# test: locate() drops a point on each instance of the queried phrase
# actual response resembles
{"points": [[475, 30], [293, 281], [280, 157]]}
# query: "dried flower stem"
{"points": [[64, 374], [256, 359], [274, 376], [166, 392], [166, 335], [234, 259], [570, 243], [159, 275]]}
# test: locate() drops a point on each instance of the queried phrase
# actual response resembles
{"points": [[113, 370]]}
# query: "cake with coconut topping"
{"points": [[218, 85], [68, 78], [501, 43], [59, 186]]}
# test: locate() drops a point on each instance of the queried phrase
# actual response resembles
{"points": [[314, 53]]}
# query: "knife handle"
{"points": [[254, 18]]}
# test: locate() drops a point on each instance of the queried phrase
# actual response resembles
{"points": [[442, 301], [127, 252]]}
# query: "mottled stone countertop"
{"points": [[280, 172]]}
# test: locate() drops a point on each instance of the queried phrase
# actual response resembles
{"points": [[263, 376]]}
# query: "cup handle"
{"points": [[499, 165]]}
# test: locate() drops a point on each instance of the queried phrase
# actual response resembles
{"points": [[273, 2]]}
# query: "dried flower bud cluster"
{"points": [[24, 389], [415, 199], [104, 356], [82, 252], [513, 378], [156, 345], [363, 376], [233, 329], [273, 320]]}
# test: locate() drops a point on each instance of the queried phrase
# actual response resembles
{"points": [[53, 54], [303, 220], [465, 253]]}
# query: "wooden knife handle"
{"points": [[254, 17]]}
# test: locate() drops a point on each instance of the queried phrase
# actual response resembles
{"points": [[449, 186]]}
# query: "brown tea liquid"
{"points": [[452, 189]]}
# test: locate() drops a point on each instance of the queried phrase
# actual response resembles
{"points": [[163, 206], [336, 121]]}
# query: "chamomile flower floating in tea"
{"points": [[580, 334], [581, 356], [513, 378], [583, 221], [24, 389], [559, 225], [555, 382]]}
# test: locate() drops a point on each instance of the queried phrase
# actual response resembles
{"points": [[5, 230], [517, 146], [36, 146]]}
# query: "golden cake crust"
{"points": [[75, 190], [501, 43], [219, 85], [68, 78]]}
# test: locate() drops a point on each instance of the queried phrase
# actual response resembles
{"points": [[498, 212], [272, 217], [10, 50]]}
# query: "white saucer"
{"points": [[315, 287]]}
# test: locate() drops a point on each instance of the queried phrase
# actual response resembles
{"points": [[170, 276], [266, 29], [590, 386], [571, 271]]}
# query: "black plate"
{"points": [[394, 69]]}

▸ **PROBLEM STATEMENT**
Above are the records; copy all of them exactly.

▸ **EXERCISE SOLUTION**
# test: locate() drops a point on each instance of the queried phrase
# actual response resembles
{"points": [[475, 30], [293, 281], [280, 157]]}
# query: "dried flower stem"
{"points": [[64, 374], [256, 359], [274, 376], [166, 392], [166, 335], [234, 259], [570, 243], [159, 275]]}
# test: locate() drops a point on each instance of the queried phrase
# actual response resembles
{"points": [[113, 370]]}
# query: "cake with coconut topping"
{"points": [[218, 85], [68, 78], [501, 43], [59, 186]]}
# test: locate() drops a point on each instance of the queried phrase
# actual response resembles
{"points": [[314, 53]]}
# query: "knife handle"
{"points": [[254, 18]]}
# test: locate() drops a point on each instance of the queried phrase
# actual response resembles
{"points": [[442, 301], [127, 252]]}
# query: "mottled stone countertop"
{"points": [[280, 172]]}
# test: locate() drops a point on each instance of the queried phrase
# actual response resembles
{"points": [[263, 376]]}
# query: "cup handle"
{"points": [[499, 165]]}
# test: locate() drops a point on each instance of the queried phrase
# actual response resembles
{"points": [[273, 2]]}
# query: "dried flower bud cluster"
{"points": [[24, 389], [415, 199], [104, 356], [82, 252], [513, 378], [156, 345], [363, 376], [233, 329], [273, 320]]}
# test: locate() drops a point on each instance of the queried phrase
# actual response resembles
{"points": [[53, 54], [303, 220], [465, 253]]}
# query: "wooden knife handle"
{"points": [[254, 17]]}
# test: locate() drops a point on each instance of the queried phrase
# actual response resembles
{"points": [[449, 186]]}
# query: "brown tea liquid"
{"points": [[452, 189]]}
# test: locate() drops a point on each instance of the queried phrase
# actual response resembles
{"points": [[163, 206], [336, 121]]}
# query: "chamomile flower floating in tea"
{"points": [[580, 334], [581, 356], [513, 378], [583, 221], [24, 389], [559, 225], [555, 382]]}
# test: locate() drops a point on each instance of the queried phrase
# actual response resembles
{"points": [[5, 230], [517, 146], [36, 146]]}
# query: "golden cake crust"
{"points": [[75, 190], [501, 43], [219, 85], [68, 78]]}
# test: locate() drops a point on each instance of the queried phrase
# actual response resembles
{"points": [[498, 212], [272, 217], [10, 50]]}
# query: "white saucer"
{"points": [[315, 287]]}
# test: locate() drops a point on each instance of the queried phrase
# actual response resembles
{"points": [[170, 276], [266, 29], [590, 386], [571, 271]]}
# query: "black plate"
{"points": [[394, 69]]}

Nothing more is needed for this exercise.